_Task data_
[Start]

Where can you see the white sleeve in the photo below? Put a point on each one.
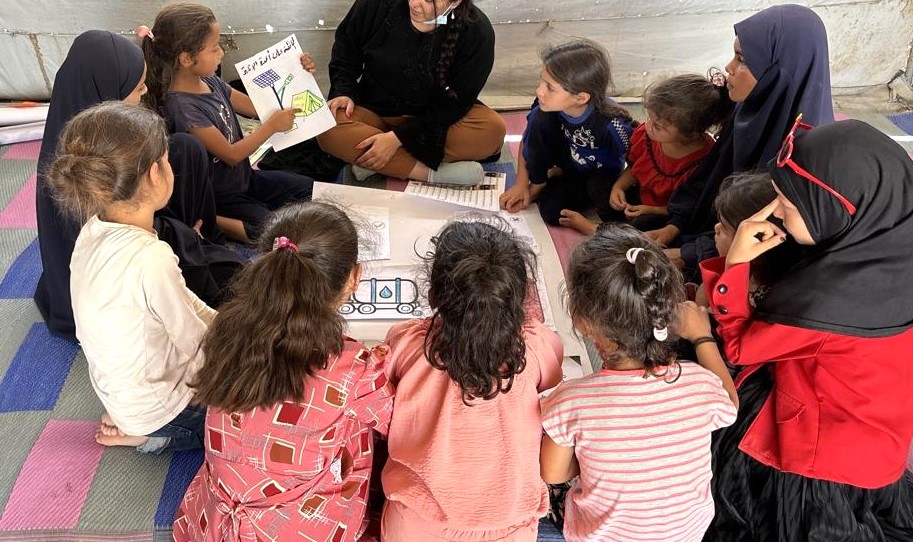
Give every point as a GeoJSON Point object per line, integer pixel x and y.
{"type": "Point", "coordinates": [184, 316]}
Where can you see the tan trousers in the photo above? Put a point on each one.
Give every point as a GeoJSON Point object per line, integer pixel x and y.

[End]

_Stated task_
Rewrite the entries above as a JSON list of strings with one string per line, skipping blank lines. Leave the pictures out.

_Right answer_
[
  "Where can you see the white sleeve in the photo below? Put a point on each one.",
  "Give every point as a GeoJSON Point object per line, integer pixel x and y.",
  "{\"type\": \"Point\", \"coordinates\": [184, 316]}",
  "Where can you see the tan trousers in the photo above? Put a point on each one.",
  "Give every point as a GeoJSON Point object per line, integer pixel x and y."
]